##### Data extracts
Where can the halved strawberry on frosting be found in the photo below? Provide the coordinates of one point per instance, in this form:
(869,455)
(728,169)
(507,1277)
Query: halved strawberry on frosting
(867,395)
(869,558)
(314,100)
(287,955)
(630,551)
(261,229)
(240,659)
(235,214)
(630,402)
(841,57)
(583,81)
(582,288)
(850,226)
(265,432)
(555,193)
##########
##### Data extracts
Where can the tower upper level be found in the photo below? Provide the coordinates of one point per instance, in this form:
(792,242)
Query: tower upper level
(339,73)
##########
Problem details
Show the lines of the listing above with "Provide".

Solution below
Where can the halved strawberry on frosting be found in the photo below? Provide the coordinates of one point per instance, in this form:
Where can the tower upper level be found in the photo below? Provide the coordinates of one point per instance, in this form:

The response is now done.